> [Data for the task]
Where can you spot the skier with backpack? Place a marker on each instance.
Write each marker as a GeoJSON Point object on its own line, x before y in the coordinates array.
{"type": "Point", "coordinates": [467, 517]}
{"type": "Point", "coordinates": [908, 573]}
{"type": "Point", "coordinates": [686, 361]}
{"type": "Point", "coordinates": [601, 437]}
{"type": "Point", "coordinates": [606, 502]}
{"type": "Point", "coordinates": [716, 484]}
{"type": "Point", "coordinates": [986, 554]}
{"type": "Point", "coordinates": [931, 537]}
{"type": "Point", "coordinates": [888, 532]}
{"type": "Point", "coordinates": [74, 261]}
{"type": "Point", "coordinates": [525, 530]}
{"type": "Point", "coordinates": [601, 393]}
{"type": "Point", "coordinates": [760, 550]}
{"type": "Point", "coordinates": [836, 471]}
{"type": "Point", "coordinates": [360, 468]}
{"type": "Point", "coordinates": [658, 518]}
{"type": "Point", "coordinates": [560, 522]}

--

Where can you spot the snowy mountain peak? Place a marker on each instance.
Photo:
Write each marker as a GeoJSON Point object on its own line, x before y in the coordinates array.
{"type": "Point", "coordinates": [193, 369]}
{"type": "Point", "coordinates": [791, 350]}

* * *

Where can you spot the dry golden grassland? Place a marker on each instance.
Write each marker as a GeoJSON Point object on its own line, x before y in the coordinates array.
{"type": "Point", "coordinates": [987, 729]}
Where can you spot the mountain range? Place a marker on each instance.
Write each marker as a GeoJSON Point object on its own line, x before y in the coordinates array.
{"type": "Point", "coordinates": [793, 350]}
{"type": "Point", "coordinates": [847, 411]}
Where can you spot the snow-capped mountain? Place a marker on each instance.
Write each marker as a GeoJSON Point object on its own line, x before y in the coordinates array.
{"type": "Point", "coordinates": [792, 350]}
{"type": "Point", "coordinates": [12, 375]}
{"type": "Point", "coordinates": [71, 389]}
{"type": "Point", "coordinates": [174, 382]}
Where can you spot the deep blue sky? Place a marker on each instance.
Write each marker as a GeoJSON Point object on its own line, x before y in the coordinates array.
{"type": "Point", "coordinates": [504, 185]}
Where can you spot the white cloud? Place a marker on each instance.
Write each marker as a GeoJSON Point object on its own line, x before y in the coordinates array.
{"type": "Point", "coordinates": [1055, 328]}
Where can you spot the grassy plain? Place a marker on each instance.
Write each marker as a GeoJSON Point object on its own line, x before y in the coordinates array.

> [What you will do] Provide the number of lines above in which the word "spot" appears, with no further words.

> [Written response] 8